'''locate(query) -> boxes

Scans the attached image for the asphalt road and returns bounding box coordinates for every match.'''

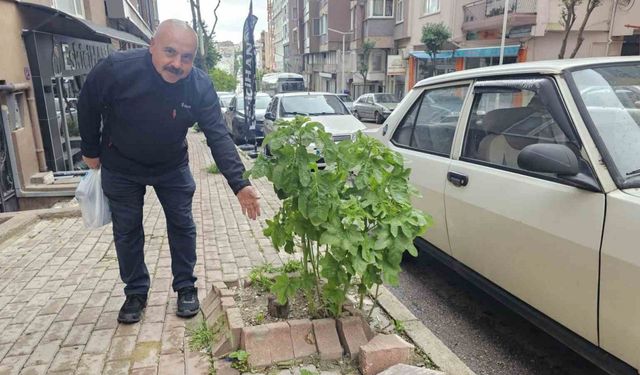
[388,252,608,375]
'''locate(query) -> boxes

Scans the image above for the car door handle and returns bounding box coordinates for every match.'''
[447,172,469,187]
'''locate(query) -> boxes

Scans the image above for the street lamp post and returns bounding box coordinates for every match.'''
[328,28,354,93]
[499,0,510,65]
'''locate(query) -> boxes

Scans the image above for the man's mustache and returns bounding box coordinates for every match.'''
[164,66,184,75]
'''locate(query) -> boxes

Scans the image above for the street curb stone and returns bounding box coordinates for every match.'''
[375,286,477,375]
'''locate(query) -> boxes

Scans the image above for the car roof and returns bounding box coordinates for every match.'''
[275,92,338,98]
[414,56,640,88]
[234,92,270,98]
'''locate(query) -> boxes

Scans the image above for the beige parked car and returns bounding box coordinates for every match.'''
[369,57,640,375]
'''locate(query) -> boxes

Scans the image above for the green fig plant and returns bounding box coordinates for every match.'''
[246,116,431,317]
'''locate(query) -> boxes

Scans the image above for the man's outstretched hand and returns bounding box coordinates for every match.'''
[237,186,261,220]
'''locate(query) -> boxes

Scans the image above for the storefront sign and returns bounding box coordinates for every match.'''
[52,36,111,77]
[387,55,406,76]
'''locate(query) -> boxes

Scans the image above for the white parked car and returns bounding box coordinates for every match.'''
[370,56,640,375]
[263,92,366,153]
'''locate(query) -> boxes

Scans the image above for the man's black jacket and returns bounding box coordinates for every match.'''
[78,48,250,194]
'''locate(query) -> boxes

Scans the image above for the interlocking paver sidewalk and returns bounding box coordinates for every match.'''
[0,132,289,375]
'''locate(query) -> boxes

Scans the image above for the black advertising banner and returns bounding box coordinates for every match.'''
[242,0,258,137]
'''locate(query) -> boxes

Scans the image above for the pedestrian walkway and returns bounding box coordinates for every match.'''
[0,132,288,375]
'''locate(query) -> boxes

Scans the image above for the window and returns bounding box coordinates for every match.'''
[372,52,383,72]
[392,85,468,155]
[463,88,573,172]
[370,0,393,17]
[320,14,328,35]
[424,0,440,15]
[350,7,355,30]
[313,19,321,36]
[55,0,85,17]
[396,0,404,22]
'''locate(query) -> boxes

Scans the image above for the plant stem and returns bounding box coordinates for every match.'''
[368,284,381,319]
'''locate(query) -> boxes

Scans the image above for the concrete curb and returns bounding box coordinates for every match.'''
[375,285,477,375]
[0,207,81,245]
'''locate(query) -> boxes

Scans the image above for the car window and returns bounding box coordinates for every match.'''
[373,94,398,103]
[392,85,468,156]
[279,95,349,116]
[463,88,573,174]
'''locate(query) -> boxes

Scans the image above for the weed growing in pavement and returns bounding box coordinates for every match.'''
[393,319,406,334]
[229,350,250,372]
[207,163,220,174]
[255,311,265,324]
[249,263,278,292]
[187,317,215,352]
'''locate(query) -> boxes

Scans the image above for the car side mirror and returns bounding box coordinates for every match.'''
[264,112,276,121]
[518,143,579,176]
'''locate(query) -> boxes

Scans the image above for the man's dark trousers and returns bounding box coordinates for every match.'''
[101,165,197,296]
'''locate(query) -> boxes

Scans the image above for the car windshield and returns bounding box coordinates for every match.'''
[280,95,349,116]
[236,96,272,111]
[220,95,234,107]
[571,63,640,188]
[373,94,398,103]
[337,94,353,102]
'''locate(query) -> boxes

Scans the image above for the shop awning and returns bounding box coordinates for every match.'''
[409,51,455,60]
[410,45,521,60]
[18,2,148,46]
[454,45,520,58]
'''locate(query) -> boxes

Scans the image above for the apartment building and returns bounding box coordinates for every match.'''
[0,0,157,211]
[401,0,640,90]
[272,0,289,72]
[301,0,351,92]
[216,40,240,76]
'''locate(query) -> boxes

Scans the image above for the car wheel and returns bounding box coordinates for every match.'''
[264,144,272,156]
[375,111,384,124]
[353,110,360,120]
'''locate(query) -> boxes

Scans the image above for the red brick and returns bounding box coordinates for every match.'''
[220,297,235,311]
[288,319,317,359]
[337,316,369,359]
[359,334,414,375]
[212,282,227,295]
[240,325,271,368]
[312,318,343,361]
[226,308,244,350]
[265,322,294,364]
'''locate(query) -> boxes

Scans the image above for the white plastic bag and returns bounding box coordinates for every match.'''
[75,169,112,229]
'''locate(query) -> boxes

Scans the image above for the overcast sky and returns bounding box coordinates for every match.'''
[157,0,268,44]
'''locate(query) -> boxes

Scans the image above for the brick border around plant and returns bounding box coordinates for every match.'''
[202,281,455,374]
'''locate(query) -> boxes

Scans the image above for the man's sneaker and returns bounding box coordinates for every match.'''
[117,294,147,324]
[177,286,200,318]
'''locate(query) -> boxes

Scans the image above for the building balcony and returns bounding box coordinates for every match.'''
[105,0,153,41]
[462,0,537,32]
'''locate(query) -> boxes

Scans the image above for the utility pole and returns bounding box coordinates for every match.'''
[499,0,510,65]
[328,28,353,93]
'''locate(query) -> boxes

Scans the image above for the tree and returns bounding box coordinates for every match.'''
[358,40,376,93]
[421,22,451,77]
[570,0,603,58]
[189,0,222,70]
[558,0,603,59]
[209,68,237,92]
[201,22,221,69]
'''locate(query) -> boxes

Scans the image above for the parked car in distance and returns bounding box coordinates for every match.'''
[224,92,271,145]
[352,93,400,124]
[336,93,354,112]
[218,92,234,113]
[263,92,366,153]
[369,56,640,375]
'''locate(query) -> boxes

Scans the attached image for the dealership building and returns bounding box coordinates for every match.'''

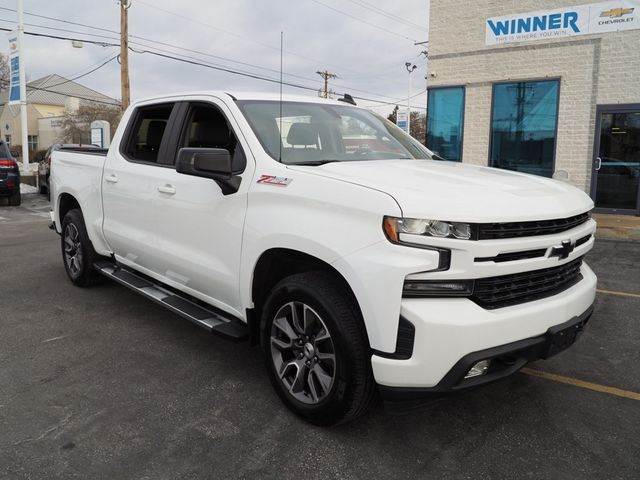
[426,0,640,215]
§
> TO DO
Set down every entry above exactly as written, but skip the pictures.

> TASK ANSWER
'''locate(query) -> boxes

Scans the attached image for the asphalt road and returns bounding box coordinates for every match.'''

[388,252,608,375]
'''locate(query) -> boxes

Scans the image above for the car door handle and returns bounding box coordinates for every match.'''
[447,172,469,187]
'''locate(query) -> boxes

Scans the image above for the street lamp post and returns bounding box coordinates for every match.'''
[328,28,354,93]
[499,0,510,65]
'''locate(query) -> boxes

Scans the image above for the man's mustache and returns bounding box coordinates for every match.'''
[164,66,184,75]
'''locate(query) -> boxes

Scans the image above for the street curb stone and returns bounding box coordinates for every match.'''
[375,286,477,375]
'''locate(query) -> boxes

Scans the image above for the car roof and returns bounding box coordinates for every match.'''
[275,92,338,98]
[414,56,640,88]
[234,92,270,98]
'''locate(query) -> boxes

Scans the image above for the beige parked car and returns bounding box coordinates for every match.'''
[369,57,640,375]
'''locate(query) -> boxes

Scans the image above for the green fig plant and returns bounding box coordinates for every match.'''
[246,116,431,317]
'''locate(query) -> boxes

Scans the image above for the man's outstretched hand and returns bounding box coordinates for every match.'''
[237,186,261,220]
'''locate(query) -> boxes

Scans the image above for the storefront sign and returns bounding box coordinates for every match.'''
[52,36,111,77]
[387,55,406,76]
'''locate(query) -> boxes

Scans the image above for the white parked car and returns bounding box coordinates for every match.'''
[370,56,640,375]
[263,92,366,153]
'''locate(query) -> boxes

Scans the image above for the man's black jacket and returns bounding box coordinates for every match.'''
[78,48,250,194]
'''locate(query) -> boxes

Scans the image above for the interlocking paver sidewalk and returns bounding box coordinates for every match.'''
[0,132,289,375]
'''locate(query) -> boxes

Scans the image above for the black advertising banner and returns bounding box coordinates for every match.'''
[242,0,258,137]
'''locate(query) -> boxes

Scans the image above for the pedestrian walkway and returns bounding box coordinates for every match.'''
[0,132,288,375]
'''locate(query) -> boxes

Scans the image above for the window and returns bounding box coordinates for every match.'''
[372,52,383,72]
[392,85,468,155]
[463,88,573,172]
[370,0,393,17]
[320,14,328,35]
[424,0,440,15]
[350,7,355,30]
[313,19,321,36]
[55,0,85,17]
[396,0,404,22]
'''locate(query) -> boxes

Scans the image above for the plant stem and returns bounding box coordinates for every match.'''
[368,284,381,319]
'''locate(query) -> boxes

Scans the image above for the concrete curb and returns bounding box coordinates for every match.'''
[375,285,477,375]
[0,207,81,245]
'''locate(query) -> boxes

Scans the image above for the car window and returns bounding box coordinates for every match.'''
[373,94,398,103]
[392,85,468,156]
[279,95,349,116]
[463,88,573,174]
'''locate(query) -> boxes

Scans the image above for the weed growing in pavement and returns bounding box coordinates for every match.'''
[393,319,406,334]
[229,350,250,372]
[207,163,220,174]
[255,311,265,324]
[249,263,278,292]
[187,317,215,352]
'''locate(query) -> boxes

Scans the image above for the car side mirror and returns bounding box coordinates for every match.'''
[264,112,276,121]
[518,143,579,176]
'''locate(query) -> boxes

Scans the image above for the man's dark trousers and returns bounding box coordinates for every match.'''
[101,165,197,296]
'''locate(query) -> boxes

Scans the image above for the car windshield and returns bounding box coordinates for every match.'''
[280,95,349,116]
[236,96,272,111]
[220,95,234,107]
[571,63,640,188]
[373,94,398,103]
[337,94,353,102]
'''locate(query) -> boxes

Scans the image above for the shop awning and returns bounding box coordinates for every match.'''
[409,51,455,60]
[410,45,521,60]
[18,2,148,46]
[454,45,520,58]
'''locate(query) -> boxes

Scans the image above for the apartment building and returns bounding box coordinates for every match.'''
[0,0,157,211]
[401,0,640,90]
[272,0,289,72]
[301,0,351,92]
[216,40,240,76]
'''locate(query) -> boxes

Scans the image above for the car wheel and returns bounding box coordinates for every match.'''
[264,144,272,156]
[375,111,384,124]
[353,110,360,120]
'''locate(query) -> boxes

Scans the image above for the red brick and returns bounding box coordinates for every match.'''
[220,297,235,311]
[288,319,317,359]
[337,316,369,359]
[359,334,414,375]
[212,282,227,295]
[240,325,271,368]
[312,318,343,361]
[226,308,244,350]
[265,322,294,364]
'''locate(query) -> boxes

Scans the image above for the white plastic bag and returns bounding box coordinates for every match.'''
[75,169,112,229]
'''locate(query) -> boxes

Scans the image above for the overcast sky and returns bounding box coordinates for every match.'''
[157,0,268,44]
'''locate(query) -> boxes

Scans the image above for the brick border around plant and returns bounding box coordinates for every match.'''
[202,281,455,374]
'''locate(query) -> boxes

Scans the image above for the man's sneaker and returns bounding box coordinates for every match.'''
[117,294,147,324]
[177,286,200,318]
'''locate(query) -> boxes

Scans the image above for the building balcony and returns bounding box coordinates for every match.'''
[105,0,153,41]
[462,0,537,32]
'''locate(query) -> boxes

Scans the image above for the utility pole and returns bounding box coordinates for every match.'''
[499,0,510,65]
[328,28,353,93]
'''locate(query) -> boxes

Scans the image above for the tree and returns bounding box coordinates for every match.'''
[358,40,376,93]
[421,22,451,77]
[570,0,603,58]
[189,0,222,70]
[558,0,603,59]
[209,68,237,92]
[201,22,221,69]
'''locate(query) -> boxes

Scans the image above for the parked car in distance and returns bounding box coordinates for every match.'''
[224,92,271,145]
[352,93,400,124]
[336,93,354,112]
[218,92,234,113]
[263,92,366,153]
[369,56,640,375]
'''locate(query) -> boxes

Scans the attached image for the dealership building and returns bounding box coordinates for every match.'''

[426,0,640,215]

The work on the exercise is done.